**BRIEF**
Write out the material exactly, with the pictures left out.

**DATA PROVIDED**
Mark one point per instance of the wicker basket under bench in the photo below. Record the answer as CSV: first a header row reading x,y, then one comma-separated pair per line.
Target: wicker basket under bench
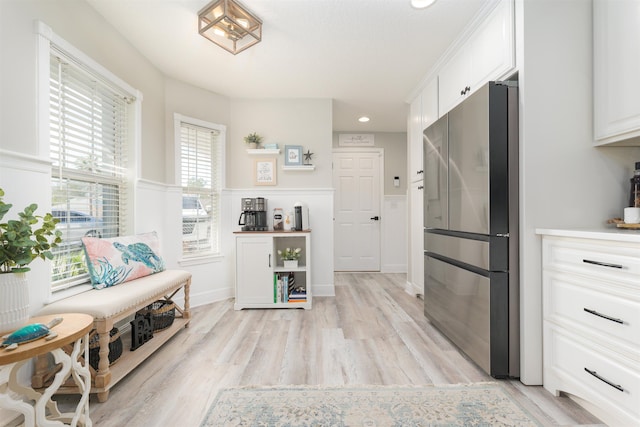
x,y
111,305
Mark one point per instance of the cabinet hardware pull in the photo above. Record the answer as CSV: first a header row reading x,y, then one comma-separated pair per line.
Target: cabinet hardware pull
x,y
604,316
603,264
595,374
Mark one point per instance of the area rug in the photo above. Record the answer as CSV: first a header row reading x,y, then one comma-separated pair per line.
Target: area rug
x,y
483,404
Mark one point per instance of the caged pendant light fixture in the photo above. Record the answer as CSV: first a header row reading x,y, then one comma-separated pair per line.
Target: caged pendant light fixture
x,y
230,25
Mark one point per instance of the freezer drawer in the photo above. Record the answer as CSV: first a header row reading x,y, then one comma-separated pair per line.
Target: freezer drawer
x,y
473,252
472,310
457,302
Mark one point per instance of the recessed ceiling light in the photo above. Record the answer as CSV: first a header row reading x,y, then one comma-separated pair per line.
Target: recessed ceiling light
x,y
421,4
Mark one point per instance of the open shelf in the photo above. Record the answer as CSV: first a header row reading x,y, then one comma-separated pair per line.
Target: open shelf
x,y
263,151
299,168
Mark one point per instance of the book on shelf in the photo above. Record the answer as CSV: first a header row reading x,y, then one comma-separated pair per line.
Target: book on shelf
x,y
285,289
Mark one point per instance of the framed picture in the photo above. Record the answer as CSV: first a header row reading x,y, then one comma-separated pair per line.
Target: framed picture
x,y
265,172
356,140
292,155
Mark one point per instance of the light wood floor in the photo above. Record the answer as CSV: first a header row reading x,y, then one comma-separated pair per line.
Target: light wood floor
x,y
371,332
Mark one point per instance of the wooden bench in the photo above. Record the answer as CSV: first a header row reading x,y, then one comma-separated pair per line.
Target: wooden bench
x,y
109,306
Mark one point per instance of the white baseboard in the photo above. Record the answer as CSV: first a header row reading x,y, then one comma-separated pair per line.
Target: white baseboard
x,y
328,290
209,297
394,268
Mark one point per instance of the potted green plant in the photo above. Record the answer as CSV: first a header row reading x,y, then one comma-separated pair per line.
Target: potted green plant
x,y
290,257
22,240
253,139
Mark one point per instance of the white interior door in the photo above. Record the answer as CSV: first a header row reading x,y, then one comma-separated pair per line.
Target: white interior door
x,y
356,179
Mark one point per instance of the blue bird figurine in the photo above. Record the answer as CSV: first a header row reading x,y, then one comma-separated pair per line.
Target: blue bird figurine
x,y
31,332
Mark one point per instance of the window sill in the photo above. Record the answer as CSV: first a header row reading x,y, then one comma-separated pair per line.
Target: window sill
x,y
68,292
201,259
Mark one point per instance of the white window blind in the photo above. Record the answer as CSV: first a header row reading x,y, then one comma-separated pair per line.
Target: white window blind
x,y
201,174
88,131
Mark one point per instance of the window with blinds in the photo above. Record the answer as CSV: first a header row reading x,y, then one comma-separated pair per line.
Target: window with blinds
x,y
201,149
88,131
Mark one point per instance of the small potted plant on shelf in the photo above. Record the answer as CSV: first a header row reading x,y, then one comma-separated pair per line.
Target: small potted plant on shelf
x,y
21,241
290,257
253,139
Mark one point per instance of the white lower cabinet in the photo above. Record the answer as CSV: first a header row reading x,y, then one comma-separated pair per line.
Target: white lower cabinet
x,y
591,311
262,279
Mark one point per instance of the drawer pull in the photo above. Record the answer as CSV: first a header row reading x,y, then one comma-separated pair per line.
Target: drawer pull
x,y
595,374
603,264
604,316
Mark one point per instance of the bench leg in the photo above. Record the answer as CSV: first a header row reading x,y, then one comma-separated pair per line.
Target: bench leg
x,y
103,396
187,305
103,375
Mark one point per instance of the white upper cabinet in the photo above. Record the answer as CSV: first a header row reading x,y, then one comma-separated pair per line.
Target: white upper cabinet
x,y
414,152
616,59
487,55
422,112
429,104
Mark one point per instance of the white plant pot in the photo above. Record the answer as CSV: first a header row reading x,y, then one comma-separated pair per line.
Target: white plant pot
x,y
290,263
14,301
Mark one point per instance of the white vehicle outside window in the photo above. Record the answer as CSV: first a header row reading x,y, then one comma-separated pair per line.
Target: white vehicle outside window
x,y
200,151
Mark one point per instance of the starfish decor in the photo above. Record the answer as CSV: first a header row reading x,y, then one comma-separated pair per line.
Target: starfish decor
x,y
307,157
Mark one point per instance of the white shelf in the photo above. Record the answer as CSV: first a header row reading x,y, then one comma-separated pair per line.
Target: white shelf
x,y
263,151
299,168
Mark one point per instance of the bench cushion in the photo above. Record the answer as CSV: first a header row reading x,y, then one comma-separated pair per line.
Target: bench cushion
x,y
109,302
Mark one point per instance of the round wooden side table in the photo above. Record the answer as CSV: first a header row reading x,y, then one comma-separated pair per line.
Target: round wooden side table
x,y
74,329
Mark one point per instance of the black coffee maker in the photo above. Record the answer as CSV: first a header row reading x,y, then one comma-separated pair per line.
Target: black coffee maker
x,y
254,214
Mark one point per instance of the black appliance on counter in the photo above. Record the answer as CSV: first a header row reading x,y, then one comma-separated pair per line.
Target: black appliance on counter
x,y
254,214
471,289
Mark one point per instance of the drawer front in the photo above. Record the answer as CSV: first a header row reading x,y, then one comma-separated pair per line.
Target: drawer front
x,y
613,261
578,299
593,375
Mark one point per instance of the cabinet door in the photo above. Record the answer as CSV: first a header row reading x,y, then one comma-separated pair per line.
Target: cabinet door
x,y
254,272
616,70
417,237
430,103
492,48
415,140
487,55
453,78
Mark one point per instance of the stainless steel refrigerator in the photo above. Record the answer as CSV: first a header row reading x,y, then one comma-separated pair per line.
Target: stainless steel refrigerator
x,y
471,227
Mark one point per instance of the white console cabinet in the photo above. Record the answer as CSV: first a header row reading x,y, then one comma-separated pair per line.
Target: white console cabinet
x,y
260,272
591,311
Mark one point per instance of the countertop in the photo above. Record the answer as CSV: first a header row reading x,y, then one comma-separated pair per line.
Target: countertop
x,y
609,233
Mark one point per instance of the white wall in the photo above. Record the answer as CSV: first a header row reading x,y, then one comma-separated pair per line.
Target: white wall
x,y
565,181
394,237
305,122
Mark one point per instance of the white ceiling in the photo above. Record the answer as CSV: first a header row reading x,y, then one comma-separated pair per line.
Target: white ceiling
x,y
367,55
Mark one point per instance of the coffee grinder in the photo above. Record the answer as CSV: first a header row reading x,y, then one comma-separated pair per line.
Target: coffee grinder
x,y
254,214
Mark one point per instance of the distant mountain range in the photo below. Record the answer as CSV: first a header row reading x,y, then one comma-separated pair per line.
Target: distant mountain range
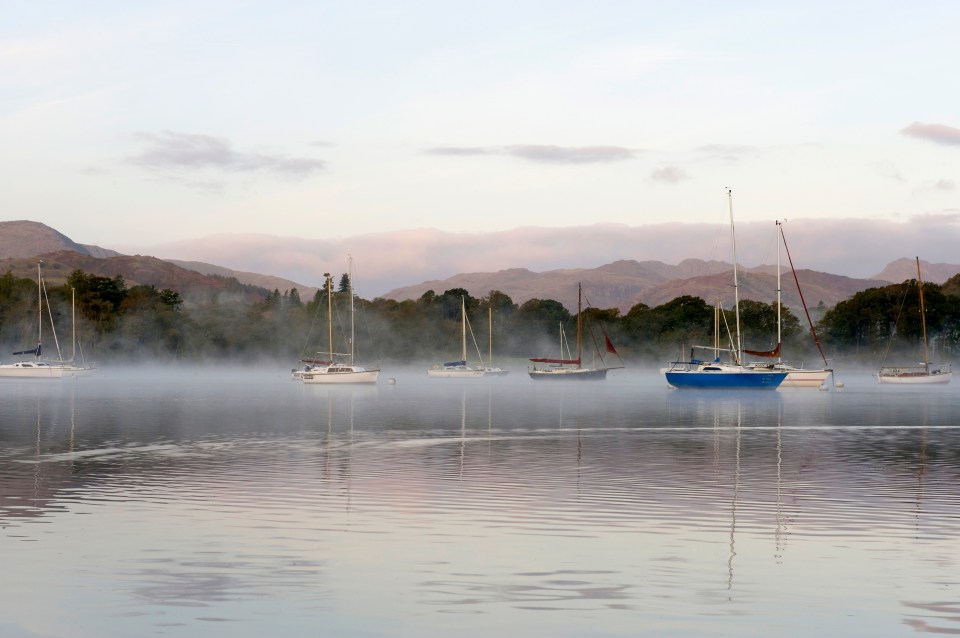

**PROBLEM SOLUTION**
Mark one point per instance of the wicker basket under bench in the photo below. Record the answer as CSV: first a header row reading x,y, then one comma-separated pair per line.
Target: wicker basket under bench
x,y
111,305
Mark one point per instance of the cabinet hardware pull in the photo above. Record the answer as CSV: first a header row reading x,y, then one comma-separated pair per line.
Target: cabinet hardware pull
x,y
604,316
603,264
595,374
Mark one point per instance of the area rug in the photo above. Record the answer as CSV: first a header row reading x,y, then one comma-separated pair per line.
Target: area rug
x,y
483,404
Mark one point per instance of the caged pendant light fixture in the photo above. Record the answer as CSV: first a header row reading x,y, then one comma-separated pair per line.
Target: caged pendant light fixture
x,y
230,25
Mark one point per instance of the freezer drawer in the photo above. Record the answer as CSV: first a header row reading x,y, then one comma-separated pair per line.
Target: freezer drawer
x,y
473,252
472,310
457,302
Mark one point per instance of the recessed ceiling light in the photo above. Record the answer as CSV: first a header row reading x,y, then one comma-separated pair per line.
Target: recessed ceiling light
x,y
421,4
Mark one point per instance of the open shelf in the photo above. Record the answer as CSV: first a header row reading x,y, then one comma-separated pair per line.
Target: open shelf
x,y
263,151
299,168
Mark one point per instance of the book on shelf in the photo above. Record the answer as CSV: first a header row reading x,y, then one comma-separated pair per line.
Target: book on shelf
x,y
285,289
Mark one point per instance of the framed picture in the photo above. Record the answer as CSV: first a header row reading x,y, then one comma-separated pair per line.
Target: framed picture
x,y
265,172
356,140
292,155
Mark one point per instance of the light wood floor in the photo above. Record the answer as CSV: first a header row reading x,y, then one comma-separated pair per line.
Target: light wood floor
x,y
371,332
Mark one point per instance of the wooden bench in the photo above. Record the answer as CSV: first a header row reading x,y, then one comma-separated pair per line.
Target: wooden bench
x,y
109,306
Mark one point per instance of the white baseboard in the photo above. Record the answer as CSV: first a header row reading x,y, then one comma-separated pair per line.
Target: white baseboard
x,y
328,290
209,297
394,268
Mark one point per instance of the potted green plant in the photo above. Record the answer as CSV: first a header row reading x,y, then one comma-separated pair per line.
Target: potted green plant
x,y
290,257
22,240
253,139
Mark one point per instance of the white interior door in the photo above. Record the answer as CSV: first a header row reading x,y, then one comma-separated pair per line.
Target: white interior door
x,y
356,179
Mark one point per instance of the blue bird figurine in the photo above. Record the answer as CSV: first a header row reading x,y, then one comma-separated pair per line.
Target: blue bird figurine
x,y
31,332
Mark one point per instance of the window sill in the photo above. Record the answer as CSV: first a header row reading x,y, then one comma-separated pair per line.
Target: window sill
x,y
68,292
201,259
Mark one point per instance of the white window blind in the photo above. Record the answer as CSV: first a header row reading x,y, then one comma-separated pair per line.
Target: white window blind
x,y
201,174
88,131
Mark one point per instance of the window with blinds in the photo above. Record the answer as CSV: first a header row reading x,y, then one comma-separated pair per line.
Target: window with blinds
x,y
201,149
88,131
Mark one point per instance of the small potted plant on shelf in the photo above. Record the answer as CSV: first a header row reading x,y, then one comma-separated pair per line.
Target: small potted plant on shelf
x,y
21,241
290,257
253,139
Mark one point per instance of the white lower cabinet in the photo above. Record the answer as CSV: first a header row reading x,y, then one comma-separated pair per line.
Target: white lower cabinet
x,y
591,311
262,279
Mark one point per instance of the drawer pull in the photo above. Record the answer as CSV: first a header row reading x,y, then one comma-separated pair per line.
Target: drawer pull
x,y
595,374
603,264
604,316
Mark one point per instance of the bench leg in the photo above. Record the answer as CSV: first a header row reading x,y, then one comma-separated pair per line.
Target: bench leg
x,y
103,396
187,305
103,375
Mark one point per instance of the white upper cabinet in the photo above. Record the answer as CSV: first a header row reading x,y, then one comma-separated pair per line.
Target: white upper cabinet
x,y
414,152
616,59
487,55
422,112
429,104
Mark one point per instance of the white plant pot in the photo above. Record the answer as CSV: first a header row reading x,y, then one comma-separated pair per line.
Target: white plant pot
x,y
290,263
14,301
Mark one point per instance of the white vehicle outside window in the photo above. Record the answer as CSV: first a header row reading x,y, then one comma-separated pair per line.
Target: white vehicle outside window
x,y
200,151
Mark one point per instance of the starfish decor in the photo above. Record the answer as CSV: first a header row reading x,y, then one comma-separated pair per line.
Target: starfish decor
x,y
307,157
Mark one point per instance of the white shelf in the photo above. Record the answer as CSV: first a header row reading x,y, then one comma-separated pair per line.
Target: white shelf
x,y
263,151
299,168
Mark one point per instance of the bench cushion in the photo above. Record the answer as CSV: first a header row reading x,y, then one comma-separated pair per line.
Target: bench cushion
x,y
109,302
Mark one point per instance of the round wooden side table in the photo above. Record the answer as CSV: first a header row reading x,y, then one comma-separated pair per line.
Target: round wooden side table
x,y
74,329
Mark one point per instance of the black coffee maker in the photo above. Record the answer as CSV: first a header row reading x,y, then one comma-separated pair per line.
Target: black coffee maker
x,y
254,214
Mark one point per instance of the black appliance on counter in the photo above. Record the answer as CSV: first a header row reading x,y, then one comma-separated pair per line.
Target: black appliance on counter
x,y
254,214
471,289
Mark one point per instance of the drawer front in the photo above. Record the answer as CSV: first a header row reading x,y, then one comma-separated pair per line.
Target: drawer front
x,y
613,261
578,299
593,375
Mark one point per instance of the cabinet door in the photo above. Record the answer as CSV: first a header row reading x,y, then one comma-separated pair per line.
Target: cabinet door
x,y
254,272
616,70
417,237
430,103
492,48
415,140
487,55
453,78
Mark one point per instance of the stainless steel refrigerator in the photo above. Record the answer as CSV: first a header row reading x,y, then one comma-separated pair per line.
Target: stainless steel refrigerator
x,y
471,227
Mark one point per instance of the white console cabinet in the photo above. Record the answer as CSV: first a header row reading x,y, then one comma-separated pair per line.
Target: white console cabinet
x,y
260,272
591,311
Mark one point per instance of the countertop in the photo above. Record the answer as CSV: first a header row reading x,y, then one comma-separated pair per line.
Target: countertop
x,y
609,233
Mark one point per instance of the white wall in the photo above. Record the answer as CSV: first a header row reading x,y, then one comma-separated pair per line.
Target: white wall
x,y
565,181
394,237
305,122
Mark one point per instance of the white ceiling in the photo above. Record the answer as CSV: first a header row reading x,y, then one comma-separated pair per line.
Target: white ceiling
x,y
367,55
Mark one point per instance of the coffee grinder in the photo above. Record the answer as CSV: first a header row reading x,y, then one comma-separated pair per line.
Target: coffee grinder
x,y
254,214
Mark one point per instance of the distant mountain range in the photo below. Record the answer as CSV: first a header row reading x,y, then one comma-separated pair per line.
Target: distant mountain range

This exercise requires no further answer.